_Requirement_:
Starting at the line with "hand, one line per instance." in it, reproduce each line below through the last one, exactly, and include nothing else.

_Items_:

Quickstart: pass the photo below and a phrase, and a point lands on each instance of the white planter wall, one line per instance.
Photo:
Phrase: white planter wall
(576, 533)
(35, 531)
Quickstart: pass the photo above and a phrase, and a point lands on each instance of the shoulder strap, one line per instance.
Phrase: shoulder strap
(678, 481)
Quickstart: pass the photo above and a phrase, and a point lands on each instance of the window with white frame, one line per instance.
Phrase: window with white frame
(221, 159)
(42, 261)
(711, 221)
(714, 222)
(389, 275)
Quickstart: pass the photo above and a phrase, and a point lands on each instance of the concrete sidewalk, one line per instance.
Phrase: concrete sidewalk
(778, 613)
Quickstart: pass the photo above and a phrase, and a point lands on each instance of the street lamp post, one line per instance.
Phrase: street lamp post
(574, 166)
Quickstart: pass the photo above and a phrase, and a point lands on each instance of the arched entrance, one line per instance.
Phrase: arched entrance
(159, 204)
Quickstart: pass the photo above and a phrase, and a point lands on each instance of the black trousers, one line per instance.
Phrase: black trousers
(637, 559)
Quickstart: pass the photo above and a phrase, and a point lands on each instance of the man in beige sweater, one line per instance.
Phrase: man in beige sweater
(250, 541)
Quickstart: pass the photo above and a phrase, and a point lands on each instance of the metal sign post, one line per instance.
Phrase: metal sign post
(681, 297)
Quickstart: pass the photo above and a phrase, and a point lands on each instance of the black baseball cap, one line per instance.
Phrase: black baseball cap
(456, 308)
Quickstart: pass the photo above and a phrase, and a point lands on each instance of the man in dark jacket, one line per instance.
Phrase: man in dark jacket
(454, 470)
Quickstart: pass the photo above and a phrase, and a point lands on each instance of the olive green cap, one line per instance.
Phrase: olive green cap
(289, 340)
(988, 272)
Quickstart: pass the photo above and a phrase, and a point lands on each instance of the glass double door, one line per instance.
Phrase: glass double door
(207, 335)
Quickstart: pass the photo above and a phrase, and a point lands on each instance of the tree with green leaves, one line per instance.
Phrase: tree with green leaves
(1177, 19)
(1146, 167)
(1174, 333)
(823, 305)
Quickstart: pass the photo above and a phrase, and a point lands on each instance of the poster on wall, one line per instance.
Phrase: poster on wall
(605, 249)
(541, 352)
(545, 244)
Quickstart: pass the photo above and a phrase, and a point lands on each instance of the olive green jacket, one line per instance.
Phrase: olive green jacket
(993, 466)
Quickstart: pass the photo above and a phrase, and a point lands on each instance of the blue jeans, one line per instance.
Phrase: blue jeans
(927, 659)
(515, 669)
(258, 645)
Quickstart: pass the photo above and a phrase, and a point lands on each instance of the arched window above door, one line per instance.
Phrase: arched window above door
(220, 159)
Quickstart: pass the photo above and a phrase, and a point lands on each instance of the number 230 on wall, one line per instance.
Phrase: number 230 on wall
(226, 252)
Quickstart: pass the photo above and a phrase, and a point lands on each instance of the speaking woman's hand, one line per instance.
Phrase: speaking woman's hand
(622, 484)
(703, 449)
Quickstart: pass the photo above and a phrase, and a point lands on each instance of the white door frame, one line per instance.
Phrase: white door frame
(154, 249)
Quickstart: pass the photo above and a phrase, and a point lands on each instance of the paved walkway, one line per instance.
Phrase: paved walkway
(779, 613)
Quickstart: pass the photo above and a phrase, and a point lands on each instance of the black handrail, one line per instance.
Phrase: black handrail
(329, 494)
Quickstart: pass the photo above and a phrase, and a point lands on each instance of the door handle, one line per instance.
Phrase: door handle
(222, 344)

_Exercise response_:
Quickstart: pass the photo above and a phrase, and a point lands on each instance of the speaking woman's hand, one line per instance.
Phrase: speaking woman's hand
(622, 484)
(703, 449)
Quickstart: pass the photo above and a phrase, and a point lands on each instance of the white door frame, one line per instance.
Phrase: white door frame
(154, 249)
Quickstart: pass the photo above and a phrase, and a point lands on each instance of the paved walkway, one line per instance.
Phrase: paved walkway
(779, 613)
Quickstart: pass the photo above and a phrase, and a point lands on each instance of the black handrail, one line per instance.
Phrase: black handrail
(329, 494)
Quickstart: pass the photo above and a phrase, and a point lands on each instance of the door handle, one line per instance.
Phrase: door handle
(222, 344)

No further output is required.